The Charlie Sheen Effect On Searches

If actor Charlie Sheen did one positive thing in the past year, it was to heighten awareness of HIV after the actor disclosed that he was infected with the disease. A study released this week shows the influence search engines have on news, and news on search engines.

The November 2015 news prompted the greatest number of HIV-related Google searches in the United States since 2004 on any single day, according to a study released Monday.

"Charlie Sheen's disclosure was potentially the most significant domestic HIV prevention event ever," Mark Dredze, a Johns Hopkins researcher who led the study of online data, wrote in a report.

Dredze, an assistant research professor in the Whiting School of Engineering's Department of Computer Science, is a coauthor of the new JAMA IM study. He worked with John Ayers, a research professor at the San Diego State University Graduate School of Public Health, and Benjamin Althouse, a research scientist at the Institute for Disease Modeling and the Santa Fe Institute.



The research team found about that 2.75 million more Google searches than expected, based on previous trends, included the term HIV on the day of Sheen's disclosure, with 1.25 million more searches than expected including terms for condoms, HIV symptoms, or HIV testing; after adjusting for changes in overall search volume and historic trends.

More than 1 million of those Google searches were for public health-related information. The day Sheen made the announcement, Nov. 17, researchers found more than 6,500 HIV-related news stories, excluding duplicates from the same news source, on Google News, reversing a decade-long decline in news reporting about the virus. This placed Sheen's disclosure among the top 1% of historic HIV-related media events.

All HIV searches were 417% higher than expected the day of Sheen's disclosure. Condom searches such as "buy condoms" rose 75%. HIV symptom such as "signs of HIV" and HIV testing such as "find HIV testing" searches increased 540 and 21, respectively, the day of Sheen's disclosure and remained higher for three days.

The research team used public archives for news media trends, using the Bloomberg Terminal and Google Trends to collect data describing HIV and HIV prevention engagement since 2004.

The news also coincided with a 265% increase in news reports mentioning HIV. Some 97% also mentioned Sheen, archived on the Bloomberg Terminal system, although HIV-related news reports have been in historic decline.

Celebrities going public is not new, but now we have instant access to information through smartphones, per Dredze. "With Sheen, unlike with Magic Johnson for instance, we have smartphones in our pockets that we can easily use to learn about HIV within seconds with a single search or click," he wrote.

_Stored data:_
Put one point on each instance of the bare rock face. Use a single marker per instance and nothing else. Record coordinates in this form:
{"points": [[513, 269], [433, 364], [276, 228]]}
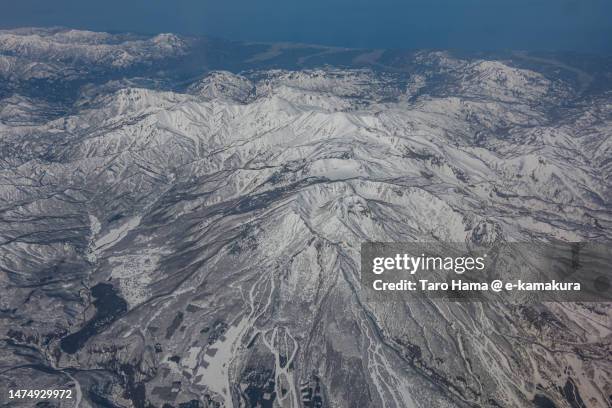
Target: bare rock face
{"points": [[179, 240]]}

_Tasks and exercises:_
a) Translate this sentence from the Charlie Sheen article into French: "More than 1 million of those Google searches were for public health-related information."
b) Retype the part of the Charlie Sheen article that opens with the words containing "More than 1" and closes with "HIV-related media events.".
c) According to the Charlie Sheen article, who led the study of online data?

_Per-task answers:_
a) Plus d'un million de ces recherches Google portaient sur des informations liées à la santé publique.

b)
More than 1 million of those Google searches were for public health-related information. The day Sheen made the announcement, Nov. 17, researchers found more than 6,500 HIV-related news stories, excluding duplicates from the same news source, on Google News, reversing a decade-long decline in news reporting about the virus. This placed Sheen's disclosure among the top 1% of historic HIV-related media events.

c) Mark Dredze, a Johns Hopkins researcher, led the study.